* WHAT TO DO:
**1.** Decide whether each statement below agrees with the article on running muscles and mobility. Answer yes or no for each, quoting the words from the article that settle it.
(a) The knee accounts for 17% of running injuries.
(b) Shin splints are the most common lower-leg injury.
(c) The glute medius is responsible for creating hip extension.
**2.** Carry the article on running muscles and mobility forward from its last sentence, keeping its pattern of naming a muscle, its role in running and what tightness in it can cause.

PAGE EXCERPT Start Marker

31 Mar Deep Dive on Running Specific Muscles and Mobility
Written by Kelsie Vickery
According to Sports Medicine Australia, up to 70% of recreational and competitive runners experience overuse injuries annually.
• 42% of running injuries occur at the knee (most commonly ITB friction syndrome, patellofemoral pain syndrome, patella tendinopathy and meniscal injuries)
• 17% occur at the foot/ankle with plantar fasciitis being the most common in this category
• 13% occur in the lower leg, with the most common being shin splints
• 11% occur at the hip/pelvis
Most of these injuries are a result of training errors (such as increasing volume or intensity too quickly and/or inadequate recovery between sessions), poor running technique, low levels of strength or reduced range of motion.
Mobility is imperative for running recovery and performance and helps decrease risk of injury. It helps to decrease tissue tightness, decrease knots in the muscle, increase joint range of motion and increase blood flow to the tissue to aid in recovery. This ultimately enhances your running performance and reduces your risk of injury.
Let’s take a deep dive on the main muscles to mobilise for running and why!
The gluteus maximus’ primary role is to create hip extension, while the glute medius acts to stabilise the leg each time it hits the ground. Tight glute muscles can pull on surrounding muscles such as the lower back and hamstrings, which in turn could lead to lower back pain, knee pain and piriformis syndrome.

PAGE EXCERPT End Marker
INPUT DATA Start Marker

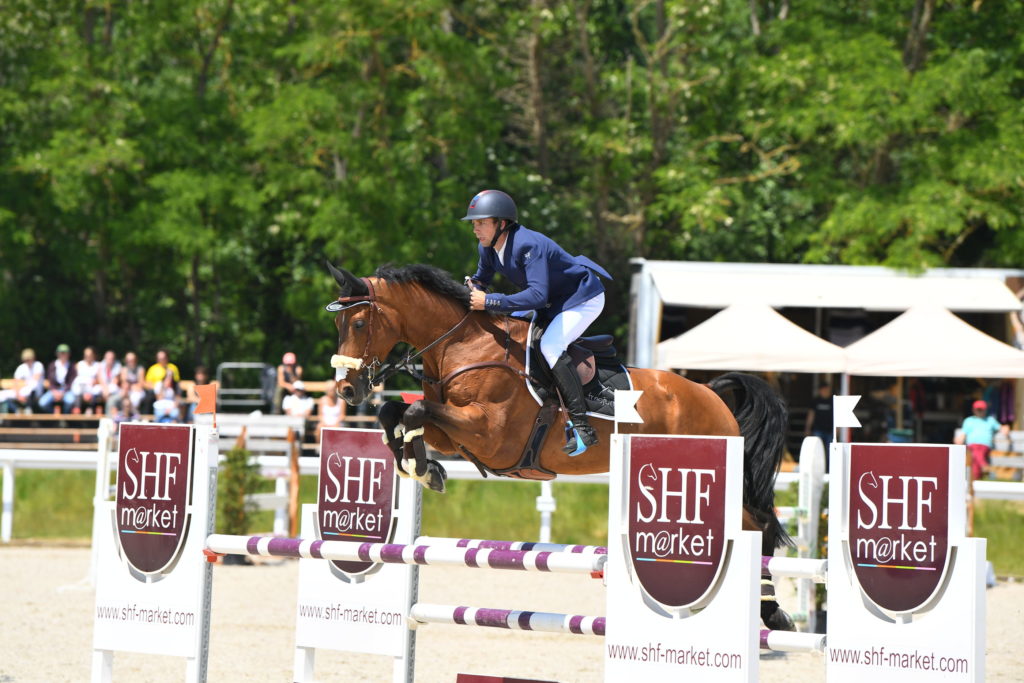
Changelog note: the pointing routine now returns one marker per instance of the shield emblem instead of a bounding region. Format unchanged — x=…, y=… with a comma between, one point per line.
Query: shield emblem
x=899, y=523
x=155, y=469
x=677, y=517
x=356, y=496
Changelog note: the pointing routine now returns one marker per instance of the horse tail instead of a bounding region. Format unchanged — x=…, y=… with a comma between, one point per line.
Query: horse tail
x=762, y=417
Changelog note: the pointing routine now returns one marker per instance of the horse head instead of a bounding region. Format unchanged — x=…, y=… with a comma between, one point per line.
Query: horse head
x=360, y=344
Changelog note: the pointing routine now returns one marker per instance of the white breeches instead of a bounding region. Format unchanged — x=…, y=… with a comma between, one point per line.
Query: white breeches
x=569, y=326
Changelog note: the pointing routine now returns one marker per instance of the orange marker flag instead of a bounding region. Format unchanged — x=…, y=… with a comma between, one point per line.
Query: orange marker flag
x=207, y=399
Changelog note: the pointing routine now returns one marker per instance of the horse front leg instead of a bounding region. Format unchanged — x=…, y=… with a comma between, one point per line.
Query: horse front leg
x=460, y=425
x=390, y=417
x=426, y=471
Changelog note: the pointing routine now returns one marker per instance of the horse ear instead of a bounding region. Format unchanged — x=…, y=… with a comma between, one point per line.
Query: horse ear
x=349, y=284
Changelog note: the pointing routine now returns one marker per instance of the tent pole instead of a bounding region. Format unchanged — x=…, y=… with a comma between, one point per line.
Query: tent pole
x=844, y=390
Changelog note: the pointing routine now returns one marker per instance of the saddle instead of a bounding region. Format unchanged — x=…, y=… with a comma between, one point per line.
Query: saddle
x=600, y=373
x=597, y=364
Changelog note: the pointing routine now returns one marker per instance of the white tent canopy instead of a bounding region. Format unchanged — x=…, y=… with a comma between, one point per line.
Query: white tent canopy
x=929, y=341
x=751, y=337
x=720, y=285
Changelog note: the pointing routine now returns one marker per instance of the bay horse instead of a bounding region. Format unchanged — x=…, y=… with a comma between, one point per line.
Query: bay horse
x=476, y=403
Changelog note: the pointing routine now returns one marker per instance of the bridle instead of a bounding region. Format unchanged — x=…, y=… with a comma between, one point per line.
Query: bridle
x=378, y=374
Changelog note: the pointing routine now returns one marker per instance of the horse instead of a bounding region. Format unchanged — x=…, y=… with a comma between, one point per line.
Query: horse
x=476, y=402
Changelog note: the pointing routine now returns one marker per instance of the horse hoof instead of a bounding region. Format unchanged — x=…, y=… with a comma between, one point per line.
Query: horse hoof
x=779, y=621
x=436, y=477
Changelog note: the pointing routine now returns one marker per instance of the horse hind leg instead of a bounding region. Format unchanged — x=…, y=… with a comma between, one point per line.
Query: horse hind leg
x=426, y=471
x=772, y=614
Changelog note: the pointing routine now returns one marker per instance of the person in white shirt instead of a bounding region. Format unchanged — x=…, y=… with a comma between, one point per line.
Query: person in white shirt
x=60, y=377
x=109, y=378
x=87, y=390
x=297, y=403
x=332, y=409
x=28, y=383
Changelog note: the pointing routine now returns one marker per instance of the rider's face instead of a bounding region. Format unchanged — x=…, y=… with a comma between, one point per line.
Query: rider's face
x=484, y=229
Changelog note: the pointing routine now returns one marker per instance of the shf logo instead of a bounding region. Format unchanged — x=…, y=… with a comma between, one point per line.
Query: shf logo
x=898, y=523
x=356, y=498
x=676, y=516
x=154, y=480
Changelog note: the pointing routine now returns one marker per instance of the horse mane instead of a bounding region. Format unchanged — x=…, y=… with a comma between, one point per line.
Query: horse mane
x=433, y=279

INPUT DATA End Marker

* RESULTS IN ORDER:
**1.**
(a) No. "42% of running injuries occur at the knee"
(b) Yes. "13% occur in the lower leg, with the most common being shin splints"
(c) No. "The gluteus maximus’ primary role is to create hip extension, while the glute medius acts to stabilise the leg each time it hits the ground"

**2.**
The hip flexors complete the movement of hip flexion (surprising, I know), which is when you bring your knee up towards your chest. The hip flexors are often tight from being in seated positions all day, and this can inhibit the body’s ability to achieve full hip extension, which can ultimately prevent the powerful glute muscles from working properly. When these muscles are tight, it can also change our pelvis position and result in an increased arch in the lower back. This places excess length on the hamstrings, which may predispose you to increased risk of hamstring strain.
The quadriceps primary role is to straighten the knee, however one of the quadricep muscles (the rectus femoris) also crosses the hip joint and acts as a hip flexor, so if this muscle is tight we can have the same issues as mentioned above.
The hamstrings work to bend the knee so that the foot can be lifted off the ground, and works in partnership with the quads to control the straightening of the knee. As a result, tight hamstrings can reduce stride length in running if it is inhibiting adequate leg extension and may predispose you to risk of hamstring injury.
The calf muscles plantarflex the foot, pushing the front of the foot down and ultimately propelling the body forwards. If these muscles are tight, there is a reduction in dorsiflexion (which is movement of the toes pointing upwards) which can lead to increased pronation of the foot to compensate. Tighter calf muscles also don’t have the capacity to generate the same amount of power, decreasing running efficiency and performance.